**VORGEGEBENER TEXT**
▼▼▼
Die Presse: Wie müsste denn diese Einigung aussehen?

Jean-Claude Juncker: Wir brauchen eine kurze Regierungskonferenz mit einer präzisen inhaltlichen Festlegung. Sie muss im Juli beginnen und spätestens im Dezember abgeschlossen sein. Die Ratifizierung muss vor den Wahlen zum Europaparlament (Mitte 2009, Anm.) unter Dach und Fach sein.

Die Presse: Die deutsche Bundeskanzlerin und EU-Vorsitzende Angela Merkel hat Polen nachgegeben und das Thema Stimmgewichtung auf die Gipfel-Tagesordnung gesetzt. Ist das ein Fehler?

Jean-Claude Juncker: Man wird die Stimmgewichtung diskutieren müssen, weil sich der polnische Standpunkt dazu nicht verändert hat. Ich halte es aber für falsch, die doppelte Mehrheit in Frage zu stellen. Man kann jedoch die Frage stellen, wie man damit im Konfliktfall umgeht.

Die Presse: Ist die polnische Forderung nach mehr Stimmen für Polen und weniger Stimmen für Deutschland gerechtfertigt?

Jean-Claude Juncker: Die polnische Regierung müsste wissen, dass ihre Forderung die politische Einigung in hohem Maße erschwert. Es ist auch nicht gut, dass es mittlerweile so aussieht, als wäre der Konflikt um die doppelte Mehrheit ein Konflikt zwischen Polen und Deutschland, in dem Deutschland für die doppelte Mehrheit und Polen dagegen ist. Es sind 26 Staaten dafür. Auch Luxemburg, obwohl das polnische Quadratwurzelmodell auch uns besser stellen würde.

Die Presse: Wieso ist diese ganze Debatte eigentlich so ins Historische abgeglitten?

Jean-Claude Juncker: Mir scheint, dass sich die Diskussion über die Mehrheitsverhältnisse verselbstständigt hat. Ich habe dem polnischen Präsidenten und Premierminister wiederholt erklärt, dass Luxemburg im Zweiten Weltkrieg schlimmste Erfahrungen mit Deutschland gemacht hat. Dennoch waren uns die Deutschen noch nie so gute Nachbarn wie heute. Wir sehen die Deutschen nicht im Rückspiegel. Das ist die einzige Möglichkeit, um Europa nicht in den Traumata der 40er Jahre des vergangenen Jahrhunderts versinken zu lassen.

Die Presse: Die Polen machen nicht als Einzige Probleme. Jetzt wollen auch die Briten die Gemeinsame Außen- und Sicherheitspolitik schwächen.

Jean-Claude Juncker: Ich habe meinem Freund Premierminister Tony Blair in einer dreiviertelstündigen Videokonferenz klargemacht, dass Luxemburg – das die Verfassung ratifiziert hat – nicht tatenlos zusehen wird, wenn jetzt eine Substanz-Schwindsucht eintritt. Das heißt: Die Grundrechte müssen rechtsverbindlich sein, die Gemeinsame Außen- und Sicherheitspolitik muss entscheidungseffizienter werden, das heißt eine Rechtspersönlichkeit für die EU und dass die Mehrheitsentscheidungen nicht geschwächt werden.
▲▲▲
**ARBEITSAUFTRAG**
Setzen Sie das Interview mit Jean-Claude Juncker zur EU-Verfassung im Anschluss an seine letzte Antwort fort. Das anschließende Material stammt aus einer anderen Quelle.

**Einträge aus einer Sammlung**
▼▼▼
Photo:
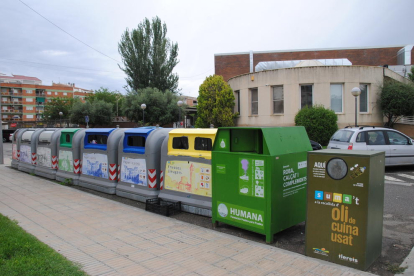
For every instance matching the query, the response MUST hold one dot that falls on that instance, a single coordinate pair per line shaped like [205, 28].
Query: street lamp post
[179, 103]
[143, 106]
[356, 92]
[60, 114]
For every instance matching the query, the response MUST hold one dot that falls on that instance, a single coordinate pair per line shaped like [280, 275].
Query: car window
[361, 137]
[397, 138]
[375, 138]
[342, 136]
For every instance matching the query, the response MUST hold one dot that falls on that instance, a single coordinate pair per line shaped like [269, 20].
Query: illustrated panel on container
[188, 177]
[134, 171]
[65, 161]
[95, 164]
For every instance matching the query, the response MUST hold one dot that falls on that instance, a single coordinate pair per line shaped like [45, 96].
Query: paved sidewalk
[109, 238]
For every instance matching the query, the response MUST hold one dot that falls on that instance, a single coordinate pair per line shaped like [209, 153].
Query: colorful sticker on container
[247, 216]
[44, 157]
[25, 154]
[134, 171]
[188, 177]
[251, 177]
[95, 164]
[14, 152]
[65, 161]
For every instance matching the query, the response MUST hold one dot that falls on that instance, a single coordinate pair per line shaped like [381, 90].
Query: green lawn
[22, 254]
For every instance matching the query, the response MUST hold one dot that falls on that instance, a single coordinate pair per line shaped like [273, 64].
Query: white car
[398, 147]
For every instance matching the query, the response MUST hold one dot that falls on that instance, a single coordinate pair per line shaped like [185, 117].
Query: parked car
[315, 145]
[398, 147]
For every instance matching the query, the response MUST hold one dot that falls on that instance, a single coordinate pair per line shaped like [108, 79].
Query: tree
[411, 75]
[161, 107]
[113, 97]
[396, 100]
[215, 103]
[320, 123]
[149, 57]
[56, 105]
[99, 112]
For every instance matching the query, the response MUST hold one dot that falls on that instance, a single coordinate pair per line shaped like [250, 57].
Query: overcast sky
[32, 46]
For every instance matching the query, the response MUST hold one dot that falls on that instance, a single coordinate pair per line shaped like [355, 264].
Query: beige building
[273, 97]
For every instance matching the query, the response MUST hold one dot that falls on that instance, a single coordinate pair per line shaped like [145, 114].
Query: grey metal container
[28, 158]
[139, 163]
[46, 153]
[99, 151]
[69, 157]
[186, 171]
[16, 147]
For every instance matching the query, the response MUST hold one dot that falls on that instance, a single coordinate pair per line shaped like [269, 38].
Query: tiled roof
[19, 77]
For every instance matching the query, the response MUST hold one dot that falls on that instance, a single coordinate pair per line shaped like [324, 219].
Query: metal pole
[356, 108]
[1, 135]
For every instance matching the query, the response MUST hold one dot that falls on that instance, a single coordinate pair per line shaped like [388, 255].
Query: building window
[278, 100]
[336, 97]
[255, 101]
[306, 95]
[237, 103]
[363, 98]
[180, 142]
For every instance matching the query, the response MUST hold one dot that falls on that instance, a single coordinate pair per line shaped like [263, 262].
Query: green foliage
[215, 103]
[113, 97]
[149, 57]
[23, 254]
[396, 100]
[57, 105]
[66, 182]
[99, 112]
[161, 107]
[411, 75]
[320, 123]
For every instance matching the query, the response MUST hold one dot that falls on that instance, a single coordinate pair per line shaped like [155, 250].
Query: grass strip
[23, 254]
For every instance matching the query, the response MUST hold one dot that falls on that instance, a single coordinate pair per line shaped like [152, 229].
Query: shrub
[320, 123]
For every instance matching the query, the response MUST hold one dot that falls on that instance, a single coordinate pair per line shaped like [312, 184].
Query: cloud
[54, 53]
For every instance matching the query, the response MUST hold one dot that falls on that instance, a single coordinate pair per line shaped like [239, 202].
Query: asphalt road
[398, 230]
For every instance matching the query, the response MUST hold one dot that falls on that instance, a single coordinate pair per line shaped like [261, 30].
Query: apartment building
[23, 98]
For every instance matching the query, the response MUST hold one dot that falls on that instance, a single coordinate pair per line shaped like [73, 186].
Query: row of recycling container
[250, 168]
[260, 179]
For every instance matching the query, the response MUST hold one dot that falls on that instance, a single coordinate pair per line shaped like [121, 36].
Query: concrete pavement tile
[97, 269]
[119, 262]
[229, 265]
[249, 270]
[175, 257]
[211, 270]
[134, 270]
[104, 255]
[289, 271]
[303, 264]
[326, 270]
[226, 252]
[159, 250]
[141, 256]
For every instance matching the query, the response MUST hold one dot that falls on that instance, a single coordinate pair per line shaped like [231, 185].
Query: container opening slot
[97, 139]
[246, 140]
[202, 143]
[180, 142]
[136, 141]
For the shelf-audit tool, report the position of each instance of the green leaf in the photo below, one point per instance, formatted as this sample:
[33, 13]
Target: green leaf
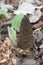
[16, 22]
[3, 11]
[12, 35]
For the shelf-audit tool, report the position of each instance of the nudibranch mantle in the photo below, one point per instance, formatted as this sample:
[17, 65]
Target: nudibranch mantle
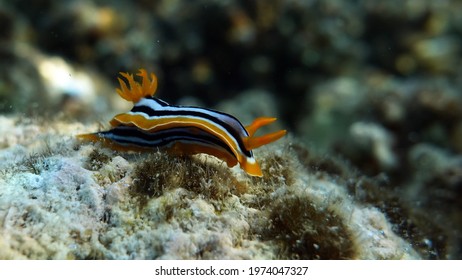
[153, 123]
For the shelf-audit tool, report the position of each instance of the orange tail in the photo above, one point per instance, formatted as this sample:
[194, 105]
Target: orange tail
[255, 142]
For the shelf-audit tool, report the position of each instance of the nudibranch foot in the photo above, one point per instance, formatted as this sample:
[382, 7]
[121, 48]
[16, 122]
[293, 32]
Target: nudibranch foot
[153, 124]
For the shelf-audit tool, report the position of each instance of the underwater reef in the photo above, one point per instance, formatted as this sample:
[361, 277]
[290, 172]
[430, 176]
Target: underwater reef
[369, 93]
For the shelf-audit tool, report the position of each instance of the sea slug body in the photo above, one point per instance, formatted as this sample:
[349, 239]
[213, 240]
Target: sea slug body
[153, 123]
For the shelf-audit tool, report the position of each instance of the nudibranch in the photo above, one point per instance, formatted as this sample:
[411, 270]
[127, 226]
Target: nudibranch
[185, 130]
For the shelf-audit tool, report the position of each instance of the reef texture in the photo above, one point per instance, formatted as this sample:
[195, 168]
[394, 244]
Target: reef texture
[370, 92]
[65, 200]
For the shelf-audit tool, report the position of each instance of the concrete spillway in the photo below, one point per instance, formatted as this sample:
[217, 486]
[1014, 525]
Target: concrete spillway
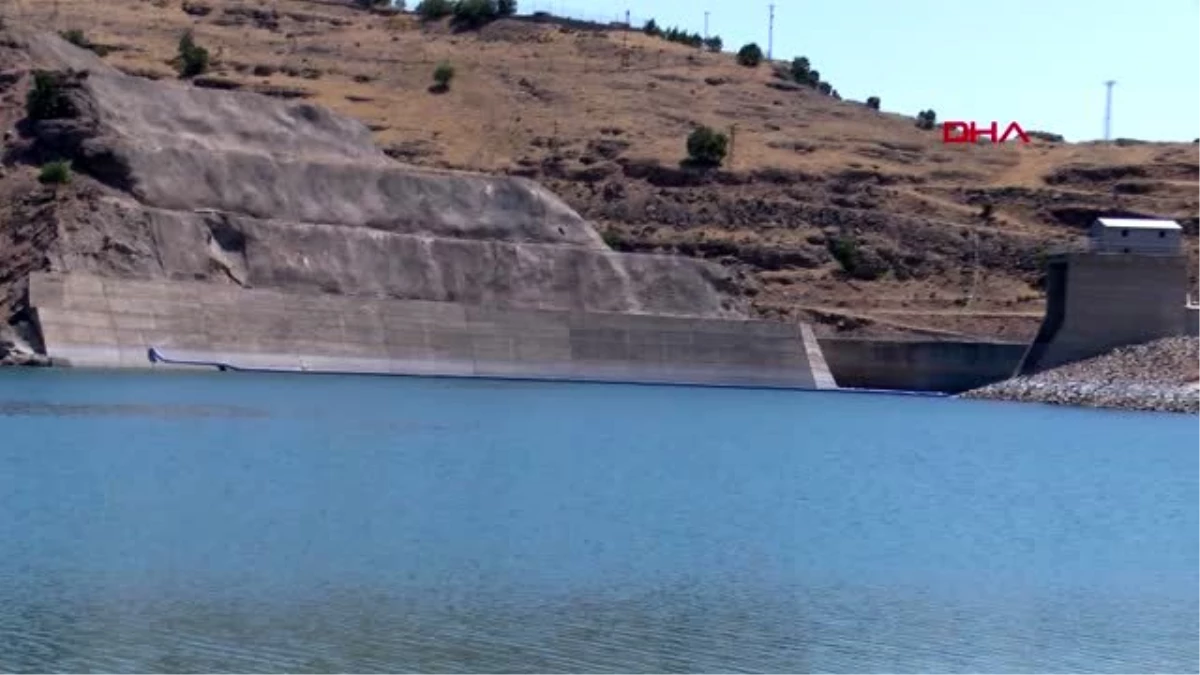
[90, 321]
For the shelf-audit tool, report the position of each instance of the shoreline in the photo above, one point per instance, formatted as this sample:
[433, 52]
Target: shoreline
[1159, 376]
[1131, 396]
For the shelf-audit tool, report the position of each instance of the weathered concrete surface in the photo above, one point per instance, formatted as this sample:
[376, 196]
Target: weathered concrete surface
[1098, 302]
[90, 321]
[919, 365]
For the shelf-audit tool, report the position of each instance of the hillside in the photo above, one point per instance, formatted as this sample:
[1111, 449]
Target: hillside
[600, 118]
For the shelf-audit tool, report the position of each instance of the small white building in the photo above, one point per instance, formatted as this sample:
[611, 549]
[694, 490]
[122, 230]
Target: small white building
[1137, 236]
▲▲▲
**ÜBUNGSERGEBNIS**
Die Presse: Was ist der Grund für die britische Haltung?

Jean-Claude Juncker: Die Briten wollen offenbar alles tun, um einen Souveränitätstransfer zu vermeiden, der eine Volksabstimmung notwendig machen würde.

Die Presse: Viele sagen, eine Ausstiegsklausel aus der Grundrechte-Charta wäre die Antwort.

Jean-Claude Juncker: Eine Ausstiegsklausel für die Grundrechtecharta wäre keine optimale Option. Großbritannien hätte damit in der Selbstdarstellung wohl allergrößte Probleme.

Die Presse: Könnte es bei der Außenpolitik ebenfalls so ein Ausstiegsszenario geben?

Jean-Claude Juncker: Wenn ein großer Mitgliedstaat durch den EU-Vertrag einen Sonderweg erhält, wird es auf Dauer keine gemeinsame Außen- und Sicherheitspolitik geben.

Die Presse: Braucht die EU nicht schön langsam Mechanismen, um sich nicht immer von einigen Staaten bremsen zu lassen? So etwas wie ein Europa der verschiedenen Geschwindigkeiten, in dem sich einzelne Staaten aussuchen können, wie eng sie zusammenarbeiten wollen?

Jean-Claude Juncker: Ich bin fast allergisch auf so ein bewusstes Herbeireden eines Europas der verschiedenen Geschwindigkeiten. Falls die Meinungsunterschiede so groß werden, dass ein gemeinsames Handeln mittelfristig unmöglich wird, wird es zwangsweise zu einem Europa der verschiedenen Geschwindigkeiten kommen. Ganz dezidiert aber: Ich wünsche mir das nicht. So etwas kann nicht Ziel, sondern nur der Ausweg aus einer Sackgasse sein.